Kisah Sudut Kampus





foto ini diambil saat gladi resik wisuda ke 98. bertepatan di studio DNK TV bersama Sekjur yang kece ini (tengah)
 :)

Dear Langit…

Kata mutiara, kata-kata motivasi, kalimat penyemangat serta kalimat-kalimat indah lainnya selalu menjadi sajian sedap untuk seseorang yang sedang dirundung kegalauan, kecewa, sakit hati, merasa gagal dalam melakukan sesuatu dan untuk sesorang yang sedang berselimut masalah. Tak jarang pula kata ‘Sabar yah’ menjadi suara yang membuat telinga kita panas, ketika tidak ada kalimat lain yang orang lain katakan untuk kita yang merasakan bergundah gulana. Ya memang begitu setiap saat. Mungkin si tempat penampung keluh kesah bingung mau mengutarakan apa untuk menanggapi setiap cerita-cerita menyedihkan kita. Mereka pun bingung, serba salah harus berbuat apa karena sadar bahwa mereka bukanlah Tuhan yang bisa merubah takdir pahit ke takdir yang manis. Sedangkan kita sebagai korban kesedihan mengarapkan kalimat yang setidaknya sedikit bisa merubah keadaan. Sadar atau tidak, kita selalu berharap solusi baik selalu kita santap dari si pendengar keluh kesah. Namun yang sering terjadi adalah kata-kata manis yang mengharuskan kita menerima kenyataan pedih. Begitulah sekiranya gambaran si gundah gulana dan penampung keluh kesah. Dan siapapun orangnya, pastilah pernah mengalami salah satu posisi itu.
Taukah langit, saya sedang berada di posisi yang  mana? Ya, saya sedang menjadi si gundah gulana mencari si penampung keluh kesah yang setidaknya bisa membesarkan hati saya walau sedikit. Baik, akan saya ceritakan apa penyebabnya malam ini saya begitu merasa terpuruk. Hari ini adalah tanggal yang dijadawalkan untuk saya mempresentasikan proposal penelitian saya untuk tugas akhir, skripsi. Di fakultas saya presentasi proposal lebih tenar disebut sempop (seminar proposal).

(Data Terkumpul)

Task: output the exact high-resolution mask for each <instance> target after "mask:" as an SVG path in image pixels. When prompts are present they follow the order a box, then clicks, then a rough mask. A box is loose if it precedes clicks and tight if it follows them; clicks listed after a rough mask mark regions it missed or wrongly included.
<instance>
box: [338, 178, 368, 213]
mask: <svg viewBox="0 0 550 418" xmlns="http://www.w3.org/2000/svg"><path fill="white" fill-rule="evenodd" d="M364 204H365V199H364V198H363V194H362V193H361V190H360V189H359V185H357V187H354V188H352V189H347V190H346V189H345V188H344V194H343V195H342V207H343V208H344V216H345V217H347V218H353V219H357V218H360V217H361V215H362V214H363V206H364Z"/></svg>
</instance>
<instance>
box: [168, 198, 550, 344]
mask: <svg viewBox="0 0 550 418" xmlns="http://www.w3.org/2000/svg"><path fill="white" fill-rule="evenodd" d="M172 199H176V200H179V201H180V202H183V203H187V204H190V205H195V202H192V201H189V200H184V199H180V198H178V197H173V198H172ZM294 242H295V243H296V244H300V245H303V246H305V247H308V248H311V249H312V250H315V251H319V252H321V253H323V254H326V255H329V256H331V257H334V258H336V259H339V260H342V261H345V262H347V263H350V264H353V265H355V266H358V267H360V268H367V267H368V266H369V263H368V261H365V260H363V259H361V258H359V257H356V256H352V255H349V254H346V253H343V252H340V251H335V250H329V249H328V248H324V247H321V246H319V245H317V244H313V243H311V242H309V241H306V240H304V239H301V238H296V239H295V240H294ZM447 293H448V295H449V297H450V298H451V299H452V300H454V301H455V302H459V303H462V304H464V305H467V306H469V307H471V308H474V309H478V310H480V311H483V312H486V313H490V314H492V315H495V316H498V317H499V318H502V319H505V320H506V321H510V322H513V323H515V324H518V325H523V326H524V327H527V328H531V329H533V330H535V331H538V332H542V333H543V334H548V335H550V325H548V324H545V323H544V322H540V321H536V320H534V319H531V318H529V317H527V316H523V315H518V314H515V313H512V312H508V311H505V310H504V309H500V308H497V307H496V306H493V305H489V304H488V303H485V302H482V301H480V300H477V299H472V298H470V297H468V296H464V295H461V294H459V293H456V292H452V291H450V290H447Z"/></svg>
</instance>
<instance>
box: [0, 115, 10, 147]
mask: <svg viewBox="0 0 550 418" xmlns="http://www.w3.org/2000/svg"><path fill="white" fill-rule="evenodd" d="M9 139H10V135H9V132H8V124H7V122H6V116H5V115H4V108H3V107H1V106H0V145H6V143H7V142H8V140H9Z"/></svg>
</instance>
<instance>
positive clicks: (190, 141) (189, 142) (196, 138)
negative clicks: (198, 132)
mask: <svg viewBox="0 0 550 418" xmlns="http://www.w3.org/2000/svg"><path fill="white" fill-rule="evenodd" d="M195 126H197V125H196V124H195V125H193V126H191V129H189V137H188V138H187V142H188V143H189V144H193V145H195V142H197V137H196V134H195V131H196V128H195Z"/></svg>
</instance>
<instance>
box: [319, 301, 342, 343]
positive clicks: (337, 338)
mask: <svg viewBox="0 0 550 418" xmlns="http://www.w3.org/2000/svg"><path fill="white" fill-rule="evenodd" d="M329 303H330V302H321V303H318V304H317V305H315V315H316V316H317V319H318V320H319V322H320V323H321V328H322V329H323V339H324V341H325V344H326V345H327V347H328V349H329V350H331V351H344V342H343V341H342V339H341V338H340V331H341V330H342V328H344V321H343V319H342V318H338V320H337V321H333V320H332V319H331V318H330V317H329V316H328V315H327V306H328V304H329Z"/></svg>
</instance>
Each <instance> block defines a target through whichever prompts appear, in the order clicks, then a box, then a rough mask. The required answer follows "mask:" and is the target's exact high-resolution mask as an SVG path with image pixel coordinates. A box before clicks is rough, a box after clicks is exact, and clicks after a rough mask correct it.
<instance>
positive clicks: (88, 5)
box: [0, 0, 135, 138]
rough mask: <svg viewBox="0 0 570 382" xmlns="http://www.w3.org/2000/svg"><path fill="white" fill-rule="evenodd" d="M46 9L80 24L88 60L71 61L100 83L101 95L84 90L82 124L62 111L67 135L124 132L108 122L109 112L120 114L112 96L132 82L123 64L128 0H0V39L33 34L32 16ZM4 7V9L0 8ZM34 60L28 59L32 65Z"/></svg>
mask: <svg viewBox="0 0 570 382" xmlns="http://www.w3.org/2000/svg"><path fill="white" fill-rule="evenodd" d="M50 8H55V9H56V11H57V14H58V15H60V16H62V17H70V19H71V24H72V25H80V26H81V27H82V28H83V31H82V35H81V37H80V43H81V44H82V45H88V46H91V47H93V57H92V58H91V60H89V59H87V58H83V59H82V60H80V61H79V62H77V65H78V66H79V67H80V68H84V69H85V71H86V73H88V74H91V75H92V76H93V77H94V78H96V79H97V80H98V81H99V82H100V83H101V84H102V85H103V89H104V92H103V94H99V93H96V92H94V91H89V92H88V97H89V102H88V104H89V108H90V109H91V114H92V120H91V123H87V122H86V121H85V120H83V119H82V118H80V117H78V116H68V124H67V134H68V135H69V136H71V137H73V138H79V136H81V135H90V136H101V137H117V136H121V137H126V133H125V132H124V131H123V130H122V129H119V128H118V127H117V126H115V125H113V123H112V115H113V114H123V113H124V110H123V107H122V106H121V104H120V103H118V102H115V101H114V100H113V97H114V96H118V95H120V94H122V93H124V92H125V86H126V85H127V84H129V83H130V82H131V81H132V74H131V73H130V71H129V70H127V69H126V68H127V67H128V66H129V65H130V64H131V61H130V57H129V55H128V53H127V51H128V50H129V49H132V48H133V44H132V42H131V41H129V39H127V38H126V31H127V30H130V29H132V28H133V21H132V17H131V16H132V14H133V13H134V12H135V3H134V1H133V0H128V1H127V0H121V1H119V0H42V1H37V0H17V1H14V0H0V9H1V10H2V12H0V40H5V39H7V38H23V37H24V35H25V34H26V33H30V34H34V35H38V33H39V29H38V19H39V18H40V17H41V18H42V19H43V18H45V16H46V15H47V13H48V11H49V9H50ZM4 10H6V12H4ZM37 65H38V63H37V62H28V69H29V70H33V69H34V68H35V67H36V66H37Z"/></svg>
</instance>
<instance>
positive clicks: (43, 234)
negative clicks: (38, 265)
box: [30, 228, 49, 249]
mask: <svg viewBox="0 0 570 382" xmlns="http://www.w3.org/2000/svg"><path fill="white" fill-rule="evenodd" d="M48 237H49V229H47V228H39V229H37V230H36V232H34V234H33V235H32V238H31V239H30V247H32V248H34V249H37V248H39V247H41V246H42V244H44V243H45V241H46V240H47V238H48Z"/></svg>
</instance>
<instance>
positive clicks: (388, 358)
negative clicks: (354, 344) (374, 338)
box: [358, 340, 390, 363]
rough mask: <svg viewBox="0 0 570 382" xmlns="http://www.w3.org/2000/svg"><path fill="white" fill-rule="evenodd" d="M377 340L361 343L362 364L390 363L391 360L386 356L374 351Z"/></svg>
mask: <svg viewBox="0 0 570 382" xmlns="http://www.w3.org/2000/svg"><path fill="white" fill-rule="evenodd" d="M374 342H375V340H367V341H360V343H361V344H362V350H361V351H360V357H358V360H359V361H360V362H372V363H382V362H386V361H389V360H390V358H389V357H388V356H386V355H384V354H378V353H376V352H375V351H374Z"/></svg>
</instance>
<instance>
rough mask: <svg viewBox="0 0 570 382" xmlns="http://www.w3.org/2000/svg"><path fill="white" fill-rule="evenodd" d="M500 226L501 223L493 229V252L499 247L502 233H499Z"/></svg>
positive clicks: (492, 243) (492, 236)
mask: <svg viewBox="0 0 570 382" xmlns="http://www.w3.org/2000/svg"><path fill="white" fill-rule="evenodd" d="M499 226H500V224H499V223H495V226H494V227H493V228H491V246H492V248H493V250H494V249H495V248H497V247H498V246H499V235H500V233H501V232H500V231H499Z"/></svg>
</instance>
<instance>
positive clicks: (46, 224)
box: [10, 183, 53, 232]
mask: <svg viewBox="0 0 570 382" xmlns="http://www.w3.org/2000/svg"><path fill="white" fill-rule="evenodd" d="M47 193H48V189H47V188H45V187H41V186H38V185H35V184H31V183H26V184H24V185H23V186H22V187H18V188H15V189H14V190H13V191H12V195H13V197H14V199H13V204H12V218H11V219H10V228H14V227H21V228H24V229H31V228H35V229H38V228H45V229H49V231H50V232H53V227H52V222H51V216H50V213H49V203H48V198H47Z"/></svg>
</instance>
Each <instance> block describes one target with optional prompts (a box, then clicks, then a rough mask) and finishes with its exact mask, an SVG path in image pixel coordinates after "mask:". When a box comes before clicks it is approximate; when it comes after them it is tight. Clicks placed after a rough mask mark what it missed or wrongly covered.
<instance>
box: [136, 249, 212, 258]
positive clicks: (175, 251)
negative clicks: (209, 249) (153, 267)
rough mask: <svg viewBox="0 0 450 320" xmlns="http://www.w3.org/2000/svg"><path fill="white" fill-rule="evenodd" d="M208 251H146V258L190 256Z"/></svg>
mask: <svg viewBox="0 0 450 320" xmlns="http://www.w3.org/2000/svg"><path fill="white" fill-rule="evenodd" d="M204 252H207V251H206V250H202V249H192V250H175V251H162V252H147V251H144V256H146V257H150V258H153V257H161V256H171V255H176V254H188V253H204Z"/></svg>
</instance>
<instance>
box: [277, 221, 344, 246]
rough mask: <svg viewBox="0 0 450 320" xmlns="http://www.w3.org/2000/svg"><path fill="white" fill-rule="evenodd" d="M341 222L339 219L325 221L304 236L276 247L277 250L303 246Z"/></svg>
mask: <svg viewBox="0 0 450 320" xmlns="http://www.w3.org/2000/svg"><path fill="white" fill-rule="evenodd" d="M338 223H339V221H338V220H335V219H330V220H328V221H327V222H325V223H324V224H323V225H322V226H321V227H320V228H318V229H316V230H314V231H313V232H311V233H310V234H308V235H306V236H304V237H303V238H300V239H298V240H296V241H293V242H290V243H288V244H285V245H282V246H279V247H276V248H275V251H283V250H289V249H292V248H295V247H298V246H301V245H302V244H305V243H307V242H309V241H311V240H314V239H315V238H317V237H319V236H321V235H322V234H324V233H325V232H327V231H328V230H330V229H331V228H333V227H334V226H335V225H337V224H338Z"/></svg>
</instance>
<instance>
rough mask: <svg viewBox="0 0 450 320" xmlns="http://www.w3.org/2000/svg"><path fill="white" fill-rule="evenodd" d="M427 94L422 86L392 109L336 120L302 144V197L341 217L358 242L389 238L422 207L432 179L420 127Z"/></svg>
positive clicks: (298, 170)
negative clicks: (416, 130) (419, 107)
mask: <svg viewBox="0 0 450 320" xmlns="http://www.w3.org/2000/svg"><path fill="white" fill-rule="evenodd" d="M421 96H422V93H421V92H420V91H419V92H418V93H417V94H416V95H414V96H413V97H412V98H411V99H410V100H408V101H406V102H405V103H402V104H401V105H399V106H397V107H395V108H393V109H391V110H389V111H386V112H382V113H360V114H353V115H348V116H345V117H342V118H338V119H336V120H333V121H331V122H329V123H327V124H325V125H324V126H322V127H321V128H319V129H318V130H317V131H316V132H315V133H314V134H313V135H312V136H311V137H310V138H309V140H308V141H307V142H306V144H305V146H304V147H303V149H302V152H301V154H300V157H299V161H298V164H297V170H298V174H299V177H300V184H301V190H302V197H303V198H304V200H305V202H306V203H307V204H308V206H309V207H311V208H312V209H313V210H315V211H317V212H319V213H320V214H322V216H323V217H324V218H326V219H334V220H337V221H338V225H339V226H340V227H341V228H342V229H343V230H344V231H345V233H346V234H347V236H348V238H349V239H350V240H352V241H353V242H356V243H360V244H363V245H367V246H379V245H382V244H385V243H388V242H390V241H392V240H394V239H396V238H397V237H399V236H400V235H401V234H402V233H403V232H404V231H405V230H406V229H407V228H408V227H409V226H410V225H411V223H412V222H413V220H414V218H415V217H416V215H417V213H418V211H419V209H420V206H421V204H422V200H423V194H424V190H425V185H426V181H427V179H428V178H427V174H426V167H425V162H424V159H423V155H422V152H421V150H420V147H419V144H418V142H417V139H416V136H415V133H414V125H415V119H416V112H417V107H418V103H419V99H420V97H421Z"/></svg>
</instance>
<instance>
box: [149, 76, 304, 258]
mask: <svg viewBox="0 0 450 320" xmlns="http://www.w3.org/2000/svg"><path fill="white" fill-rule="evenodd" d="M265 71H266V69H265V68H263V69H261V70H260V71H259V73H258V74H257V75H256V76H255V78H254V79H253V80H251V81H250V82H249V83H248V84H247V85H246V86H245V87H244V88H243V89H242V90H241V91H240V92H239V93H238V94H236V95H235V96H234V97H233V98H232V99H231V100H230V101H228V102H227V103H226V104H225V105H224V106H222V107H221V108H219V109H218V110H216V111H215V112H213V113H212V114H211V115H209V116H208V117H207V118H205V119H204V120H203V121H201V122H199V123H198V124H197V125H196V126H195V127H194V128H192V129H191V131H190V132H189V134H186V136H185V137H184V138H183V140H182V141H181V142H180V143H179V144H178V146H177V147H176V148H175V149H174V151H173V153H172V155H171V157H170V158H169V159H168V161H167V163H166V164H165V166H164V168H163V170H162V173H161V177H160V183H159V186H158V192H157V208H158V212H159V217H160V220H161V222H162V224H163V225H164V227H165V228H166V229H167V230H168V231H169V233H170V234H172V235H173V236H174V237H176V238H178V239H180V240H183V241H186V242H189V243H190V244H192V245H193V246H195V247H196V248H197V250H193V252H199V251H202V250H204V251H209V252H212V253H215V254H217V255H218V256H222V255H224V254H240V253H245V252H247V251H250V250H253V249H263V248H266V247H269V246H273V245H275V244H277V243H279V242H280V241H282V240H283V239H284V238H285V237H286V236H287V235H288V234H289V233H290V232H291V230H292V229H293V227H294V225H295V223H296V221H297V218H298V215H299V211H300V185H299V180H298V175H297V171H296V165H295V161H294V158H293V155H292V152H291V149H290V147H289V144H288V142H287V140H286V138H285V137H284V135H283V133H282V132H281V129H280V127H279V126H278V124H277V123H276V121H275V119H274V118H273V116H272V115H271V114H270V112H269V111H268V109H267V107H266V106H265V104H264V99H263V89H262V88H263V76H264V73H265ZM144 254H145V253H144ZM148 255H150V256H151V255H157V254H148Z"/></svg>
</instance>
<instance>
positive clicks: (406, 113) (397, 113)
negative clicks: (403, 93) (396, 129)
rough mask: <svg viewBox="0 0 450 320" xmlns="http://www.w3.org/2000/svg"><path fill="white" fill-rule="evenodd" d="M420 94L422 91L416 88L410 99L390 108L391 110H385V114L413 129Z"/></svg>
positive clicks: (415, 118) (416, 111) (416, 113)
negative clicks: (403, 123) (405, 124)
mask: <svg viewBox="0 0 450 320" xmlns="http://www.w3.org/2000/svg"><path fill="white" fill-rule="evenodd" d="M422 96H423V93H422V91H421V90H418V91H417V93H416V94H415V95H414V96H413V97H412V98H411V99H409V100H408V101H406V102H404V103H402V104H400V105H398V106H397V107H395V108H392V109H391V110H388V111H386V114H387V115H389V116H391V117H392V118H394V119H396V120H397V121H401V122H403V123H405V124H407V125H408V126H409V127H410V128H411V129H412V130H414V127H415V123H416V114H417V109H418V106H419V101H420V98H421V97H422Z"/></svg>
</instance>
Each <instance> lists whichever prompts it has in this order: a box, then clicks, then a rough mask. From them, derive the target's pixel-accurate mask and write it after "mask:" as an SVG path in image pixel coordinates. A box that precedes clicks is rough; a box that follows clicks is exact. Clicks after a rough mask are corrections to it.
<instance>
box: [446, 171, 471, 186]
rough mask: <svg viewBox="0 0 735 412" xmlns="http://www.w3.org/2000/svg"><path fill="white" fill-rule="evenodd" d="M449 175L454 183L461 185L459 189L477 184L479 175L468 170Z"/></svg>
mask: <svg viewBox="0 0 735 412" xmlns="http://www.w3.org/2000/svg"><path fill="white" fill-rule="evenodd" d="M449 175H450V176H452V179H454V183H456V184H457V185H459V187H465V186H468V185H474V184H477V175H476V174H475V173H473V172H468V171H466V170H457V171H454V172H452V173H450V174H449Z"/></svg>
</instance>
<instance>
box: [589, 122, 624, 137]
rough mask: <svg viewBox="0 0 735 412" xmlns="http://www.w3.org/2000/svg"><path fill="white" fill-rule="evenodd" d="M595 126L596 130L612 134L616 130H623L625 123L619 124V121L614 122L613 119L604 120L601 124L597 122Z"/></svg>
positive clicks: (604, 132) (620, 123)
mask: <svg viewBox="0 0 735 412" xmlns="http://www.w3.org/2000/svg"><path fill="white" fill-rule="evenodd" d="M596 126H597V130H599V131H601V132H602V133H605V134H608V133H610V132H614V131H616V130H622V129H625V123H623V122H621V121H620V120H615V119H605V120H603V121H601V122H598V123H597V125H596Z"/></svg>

SOAL LATIHAN:
A: Tuliskan ulang bagian tulisan tentang keluh kesah di atas, mulai dari "Taukah langit, saya" dan terus hingga "sempop (seminar proposal).".
B: Lanjutkan tulisan tentang keluh kesah di atas, dimulai setelah kalimat terakhir yang tercantum.

KUNCI JAWABAN:
A:
Taukah langit, saya sedang berada di posisi yang  mana? Ya, saya sedang menjadi si gundah gulana mencari si penampung keluh kesah yang setidaknya bisa membesarkan hati saya walau sedikit. Baik, akan saya ceritakan apa penyebabnya malam ini saya begitu merasa terpuruk. Hari ini adalah tanggal yang dijadawalkan untuk saya mempresentasikan proposal penelitian saya untuk tugas akhir, skripsi. Di fakultas saya presentasi proposal lebih tenar disebut sempop (seminar proposal).

B:
 
 
Alhamdulillah, kondisi ibu membaik dan tiga hari sebelum hari H, saya berniat ke kampus. Namun, yang terjadi adalah hujan lebat yang tidak kunjung berhenti sejak malamnya. Siang itu pun Jakarta hitam legam, semua yang ada di bumi basah dengan guyurannya dan yang paling parah, hari itu aktifitas Jakarta terpaksa lumpuh karena genangan air yang terus meninggi. Tentu saja tidak ada akses kemana-mana. Lagi, saya harus mengurungkan niat mengganti proposal saya karena alasan hujan. Setelah Allah menguji saya dengan kondisi ibu, saat itu Allah sedang mengetes saya dengan alam. Saya memang harus bersabar, toh masih ada dua hari lagi. Semoga esoknya genangan air menyurut dan saya bisa meluncur ke Ciputat. Ternyata tidak. Genangan air semakin meninggi bahkan sepinggang orang dewasa. Tak ada yang bisa disalahkan, karena Allah sudah menetapkan Jadwal bahwa setiap bulan Januari hingga Maret, Jakarta harus menerima pasang surut air laut. Tak ada yang bisa disalahkan bahkan hati saya pun tak berhak menggerutu. Rabu sore saya disarankan untuk berangkat di Ciputat karena jika menunggu hari Kamis dikhawatirkan hujan lebih lebat dan genangan air kembali meninggi. Saya ikuti saran orang tua dan segera bergegas berangkat. Ternyata benar, angkutan umum Transjakarta koridor 8 tidak beroperasi hari itu, bahkan yang saya temukan adalah tenda-tenda pengungsian, bantuan sosial yang memadati sepanjang jalur busway. Saya pun putar balik kearah Pesing. Memilih Koantas 102 jurusan Slipi-Ciputat untuk mengantarkan saya ke kampus tercinta.
Saya memang memutuskan untuk bermalam di kosan teman saya, Iim namanya. Dia salah satu teman yang mengerti betul kondisi saya dari berbagai sisi. Malam itu, kami melakukan tinjauan pustaka di Perpustakaan Umum UIN hingga gedung itu memutuskan untuk menghentikan aktifitasnya. Malam itu, seperti kebanyakan orang, saya gelisah. Saya terus membaca teori dan memadati otak dengan berbagai model analisis wacana. Sampai rasanya saya siap.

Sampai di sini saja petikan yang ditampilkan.